### PROMPT
What follows is a set of records; repeat all of them exactly.

=-=-=-=-=

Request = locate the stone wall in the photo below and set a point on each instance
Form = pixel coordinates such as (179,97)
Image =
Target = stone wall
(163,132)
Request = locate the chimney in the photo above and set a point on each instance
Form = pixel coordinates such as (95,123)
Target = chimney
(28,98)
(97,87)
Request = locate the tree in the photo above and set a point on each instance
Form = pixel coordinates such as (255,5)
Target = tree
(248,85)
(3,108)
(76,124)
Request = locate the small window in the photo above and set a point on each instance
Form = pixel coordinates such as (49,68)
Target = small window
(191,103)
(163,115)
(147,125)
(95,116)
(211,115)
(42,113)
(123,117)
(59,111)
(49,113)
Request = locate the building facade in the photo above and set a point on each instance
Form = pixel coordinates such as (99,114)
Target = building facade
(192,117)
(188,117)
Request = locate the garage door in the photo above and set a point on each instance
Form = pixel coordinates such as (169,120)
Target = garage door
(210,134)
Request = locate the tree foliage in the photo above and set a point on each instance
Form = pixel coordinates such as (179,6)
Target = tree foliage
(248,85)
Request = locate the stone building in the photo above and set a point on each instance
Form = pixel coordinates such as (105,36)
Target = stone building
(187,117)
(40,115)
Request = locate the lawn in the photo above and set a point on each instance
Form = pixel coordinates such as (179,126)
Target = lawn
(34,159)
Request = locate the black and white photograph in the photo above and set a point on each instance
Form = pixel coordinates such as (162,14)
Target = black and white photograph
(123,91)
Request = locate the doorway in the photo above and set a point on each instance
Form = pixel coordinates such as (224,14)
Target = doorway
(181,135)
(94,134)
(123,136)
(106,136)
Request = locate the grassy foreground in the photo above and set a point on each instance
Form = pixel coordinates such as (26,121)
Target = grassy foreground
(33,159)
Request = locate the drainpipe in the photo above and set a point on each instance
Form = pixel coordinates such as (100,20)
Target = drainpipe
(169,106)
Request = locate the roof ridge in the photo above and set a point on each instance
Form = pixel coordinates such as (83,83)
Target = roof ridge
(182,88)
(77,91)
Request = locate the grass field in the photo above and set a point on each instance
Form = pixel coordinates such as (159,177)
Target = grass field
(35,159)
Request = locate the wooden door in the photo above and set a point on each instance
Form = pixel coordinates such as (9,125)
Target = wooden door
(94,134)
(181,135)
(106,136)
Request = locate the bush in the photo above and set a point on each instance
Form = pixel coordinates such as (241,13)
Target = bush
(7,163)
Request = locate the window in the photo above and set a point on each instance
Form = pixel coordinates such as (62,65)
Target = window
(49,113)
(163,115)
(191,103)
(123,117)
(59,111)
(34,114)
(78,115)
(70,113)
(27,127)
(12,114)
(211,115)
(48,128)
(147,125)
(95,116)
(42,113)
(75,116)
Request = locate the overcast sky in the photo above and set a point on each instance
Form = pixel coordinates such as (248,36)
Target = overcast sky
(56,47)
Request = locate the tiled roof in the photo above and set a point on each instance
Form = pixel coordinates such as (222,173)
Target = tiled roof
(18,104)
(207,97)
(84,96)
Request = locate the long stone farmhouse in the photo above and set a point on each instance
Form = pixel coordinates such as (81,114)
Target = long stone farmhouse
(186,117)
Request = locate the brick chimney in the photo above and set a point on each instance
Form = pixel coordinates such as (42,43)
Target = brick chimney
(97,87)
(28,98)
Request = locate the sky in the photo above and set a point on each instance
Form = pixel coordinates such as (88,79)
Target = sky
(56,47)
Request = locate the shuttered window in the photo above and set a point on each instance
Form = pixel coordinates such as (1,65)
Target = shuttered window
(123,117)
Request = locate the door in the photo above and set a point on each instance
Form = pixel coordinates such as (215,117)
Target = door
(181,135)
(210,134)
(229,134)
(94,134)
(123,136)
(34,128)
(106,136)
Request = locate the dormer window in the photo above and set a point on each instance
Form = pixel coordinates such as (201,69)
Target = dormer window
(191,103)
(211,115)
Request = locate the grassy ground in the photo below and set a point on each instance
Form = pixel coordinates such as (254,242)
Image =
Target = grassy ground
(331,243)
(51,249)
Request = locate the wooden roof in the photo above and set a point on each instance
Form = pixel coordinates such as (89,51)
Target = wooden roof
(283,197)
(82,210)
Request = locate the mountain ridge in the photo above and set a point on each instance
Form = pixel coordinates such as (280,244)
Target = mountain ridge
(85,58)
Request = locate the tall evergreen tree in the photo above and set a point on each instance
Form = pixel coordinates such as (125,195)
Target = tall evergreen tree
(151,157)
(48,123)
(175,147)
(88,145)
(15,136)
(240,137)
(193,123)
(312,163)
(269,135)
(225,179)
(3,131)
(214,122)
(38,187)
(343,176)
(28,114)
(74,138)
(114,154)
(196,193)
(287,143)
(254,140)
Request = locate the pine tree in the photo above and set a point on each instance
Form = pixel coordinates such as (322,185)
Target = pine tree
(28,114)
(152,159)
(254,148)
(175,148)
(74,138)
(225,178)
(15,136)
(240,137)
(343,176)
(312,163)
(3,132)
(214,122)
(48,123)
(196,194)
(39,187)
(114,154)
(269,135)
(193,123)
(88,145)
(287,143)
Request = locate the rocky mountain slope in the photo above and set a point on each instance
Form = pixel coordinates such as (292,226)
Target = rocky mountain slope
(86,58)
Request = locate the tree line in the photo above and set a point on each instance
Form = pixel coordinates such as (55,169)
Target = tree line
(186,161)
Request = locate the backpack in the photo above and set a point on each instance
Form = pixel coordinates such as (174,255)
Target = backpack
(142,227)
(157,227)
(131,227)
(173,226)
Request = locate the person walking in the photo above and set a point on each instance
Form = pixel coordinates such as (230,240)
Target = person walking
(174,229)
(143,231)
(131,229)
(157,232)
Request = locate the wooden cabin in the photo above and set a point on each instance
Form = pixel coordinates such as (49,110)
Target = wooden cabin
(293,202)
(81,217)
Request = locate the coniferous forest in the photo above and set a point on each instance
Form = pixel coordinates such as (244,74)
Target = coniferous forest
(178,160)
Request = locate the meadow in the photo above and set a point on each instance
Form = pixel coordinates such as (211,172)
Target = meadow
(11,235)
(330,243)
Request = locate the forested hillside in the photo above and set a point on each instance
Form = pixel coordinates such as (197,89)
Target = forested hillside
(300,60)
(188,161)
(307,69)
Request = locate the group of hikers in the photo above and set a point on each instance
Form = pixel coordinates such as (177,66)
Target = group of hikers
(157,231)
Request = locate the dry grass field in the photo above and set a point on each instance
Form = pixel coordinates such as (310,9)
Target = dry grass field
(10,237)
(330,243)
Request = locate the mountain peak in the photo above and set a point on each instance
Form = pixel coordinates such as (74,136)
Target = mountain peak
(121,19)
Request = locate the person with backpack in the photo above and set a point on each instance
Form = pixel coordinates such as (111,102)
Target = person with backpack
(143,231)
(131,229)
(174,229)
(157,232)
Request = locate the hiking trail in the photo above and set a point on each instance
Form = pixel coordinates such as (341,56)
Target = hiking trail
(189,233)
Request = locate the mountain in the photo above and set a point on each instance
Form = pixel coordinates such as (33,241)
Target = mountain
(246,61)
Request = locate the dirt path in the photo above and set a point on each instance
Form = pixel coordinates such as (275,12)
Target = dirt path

=-=-=-=-=

### TASK RESULT
Request = locate the stone wall in the photo below and set a point on each instance
Form = pixel coordinates such as (179,97)
Image =
Target = stone wall
(163,132)
Request = locate the chimney in the photo above and set a point on each instance
Form = pixel coordinates such as (95,123)
Target = chimney
(28,98)
(97,87)
Request = locate the tree in the photo above and set a point on each instance
Form = pixel coordinates such as (255,5)
Target = tree
(248,85)
(3,108)
(76,124)
Request = locate the small window in the photo above and set a point on each instance
Form = pixel coordinates such as (49,68)
Target = small window
(191,103)
(163,115)
(147,125)
(95,116)
(211,115)
(42,113)
(123,117)
(59,111)
(49,113)
Request = locate the building facade in the photo above and set a point on each instance
Form = pixel coordinates such as (99,114)
Target = building facade
(192,117)
(188,117)
Request = locate the garage door in the photo above and set a point on each instance
Form = pixel coordinates such as (169,120)
Target = garage door
(210,134)
Request = locate the tree foliage in the photo above and set a point on each instance
Form = pixel coordinates such as (179,6)
Target = tree foliage
(248,85)
Request = locate the stone building in the photo above and set a point on each instance
Form = pixel coordinates such as (105,36)
Target = stone building
(187,117)
(40,115)
Request = locate the lawn in the photo above and set a point on each instance
Form = pixel coordinates such as (179,126)
Target = lawn
(34,159)
Request = locate the black and white photograph in the photo above and set a point on each instance
Form = pixel coordinates such as (162,14)
Target = black and white photograph
(123,91)
Request = locate the doorway in the photo above and set a point on each instance
Form = pixel coordinates such as (224,14)
Target = doorway
(181,135)
(94,134)
(123,136)
(106,136)
Request = locate the grassy foreground in the photo above and set a point on each instance
Form = pixel coordinates such as (26,121)
Target = grassy foreground
(33,159)
Request = locate the drainpipe in the photo above and set a point on each instance
Form = pixel coordinates such as (100,20)
Target = drainpipe
(169,106)
Request = locate the roof ridge in the photo above and set a point on each instance
Form = pixel coordinates such as (83,83)
Target = roof ridge
(182,88)
(77,91)
Request = locate the grass field in the photo above and set a point on each instance
Form = pixel coordinates such as (159,177)
Target = grass field
(35,159)
Request = locate the wooden door in the photo above and set a point on each instance
Form = pixel coordinates such as (9,125)
Target = wooden door
(94,134)
(181,135)
(106,136)
Request = locate the bush in the photo above and set a point on each instance
Form = pixel coordinates such as (241,13)
Target = bush
(7,163)
Request = locate the window in the photo above and set a point on each instance
Form = pixel coordinates such as (62,65)
Target = window
(49,113)
(163,115)
(191,103)
(123,117)
(59,111)
(34,114)
(78,115)
(70,113)
(27,127)
(12,114)
(211,115)
(48,128)
(147,125)
(95,116)
(42,113)
(75,116)
Request = locate the overcast sky in the photo above and set a point on each instance
Form = pixel coordinates such as (248,36)
Target = overcast sky
(56,47)
Request = locate the tiled roof in the photo above and set a point on each instance
Form = pixel coordinates such as (222,173)
Target = tiled roof
(18,104)
(207,97)
(84,96)
Request = locate the long stone farmhouse in the photo above and set a point on each instance
Form = pixel coordinates such as (81,114)
Target = long stone farmhouse
(186,117)
Request = locate the brick chimney in the photo above and set a point on each instance
Form = pixel coordinates such as (42,43)
Target = brick chimney
(97,87)
(28,98)
Request = locate the sky in the photo above and set a point on each instance
Form = pixel coordinates such as (88,79)
Target = sky
(56,47)
Request = locate the shuttered window in the photo above and set a point on each instance
Form = pixel coordinates such as (1,65)
Target = shuttered window
(123,117)
Request = locate the door in the photo above and set a point on each instance
Form = pixel coordinates such as (215,117)
Target = door
(181,135)
(210,134)
(229,134)
(94,134)
(123,136)
(34,128)
(106,136)
Request = locate the dormer window in the photo above and set a point on each instance
Form = pixel coordinates such as (201,69)
Target = dormer window
(191,103)
(211,115)
Request = locate the grassy ground in the photo below and set a point on each instance
Form = pixel coordinates such as (254,242)
Image =
Target = grassy ground
(331,243)
(51,249)
Request = locate the wooden roof in the photo above and set a point on each instance
Form = pixel coordinates such as (89,51)
Target = wooden roof
(283,197)
(82,210)
Request = locate the mountain ridge in the photo above and set a point on each instance
Form = pixel coordinates such as (280,244)
Target = mountain ridge
(85,58)
Request = locate the tall evergreen tree in the photo above and set a point on each instance
Form = pixel coordinates such as (125,195)
Target = tall evergreen tree
(151,157)
(48,123)
(175,147)
(88,145)
(15,136)
(240,137)
(193,123)
(312,163)
(269,135)
(225,179)
(3,131)
(214,122)
(38,187)
(343,176)
(28,114)
(74,138)
(114,154)
(196,193)
(287,143)
(254,140)
Request = locate the pine tree in the photo above and set a point on each instance
Form = pixel coordinates such as (322,185)
Target = pine tree
(28,114)
(152,159)
(254,148)
(175,148)
(74,138)
(225,178)
(15,136)
(240,137)
(343,176)
(312,163)
(3,132)
(214,122)
(48,123)
(196,194)
(39,187)
(114,154)
(269,135)
(193,123)
(88,145)
(287,143)
Request = locate the rocky mountain slope in the photo above and set a point on each instance
Form = pixel coordinates such as (292,226)
Target = rocky mountain slope
(86,58)
Request = locate the tree line in the photo above and set a point on each instance
Form = pixel coordinates such as (55,169)
Target = tree line
(186,161)
Request = locate the backpack in the photo above and set a point on each instance
Form = pixel coordinates such as (174,255)
Target = backpack
(142,227)
(157,227)
(131,227)
(173,226)
Request = locate the person walking in the photo above and set a point on each instance
Form = pixel coordinates such as (230,240)
Target = person walking
(174,229)
(143,231)
(131,229)
(157,232)
Request = locate the wooden cabin in the photo above and set a point on each instance
Form = pixel coordinates such as (49,110)
Target = wooden cabin
(293,202)
(81,217)
Request = locate the coniferous forest in the photo above and set a point on each instance
Form = pixel coordinates such as (244,74)
Target = coniferous forest
(178,160)
Request = locate the meadow in the photo above and set a point on each instance
Form = pixel coordinates such as (211,172)
Target = meadow
(11,235)
(330,243)
Request = locate the forested hillside in the photo above and set a point on each instance
Form = pixel coordinates such as (197,89)
Target = forested hillside
(300,60)
(188,161)
(307,69)
Request = locate the group of hikers in the photo above and set a point on each instance
Form = pixel coordinates such as (177,66)
Target = group of hikers
(157,231)
Request = locate the dry grass field in the photo above and set a point on each instance
Form = pixel coordinates such as (310,9)
Target = dry grass field
(10,237)
(330,243)
Request = locate the mountain peak in the photo above and set a point on each instance
Form = pixel coordinates such as (74,136)
Target = mountain peak
(121,19)
Request = locate the person with backpack in the photo above and set a point on each instance
Form = pixel coordinates such as (111,102)
Target = person with backpack
(143,231)
(131,229)
(174,229)
(157,232)
Request = locate the hiking trail in the photo above and set a point on each instance
Form = pixel coordinates such as (341,56)
Target = hiking trail
(189,233)
Request = locate the mountain in the photo above and set a point on each instance
Form = pixel coordinates such as (33,241)
Target = mountain
(246,61)
Request = locate the dirt path in the photo above and set a point on each instance
Form = pixel coordinates such as (275,12)
Target = dirt path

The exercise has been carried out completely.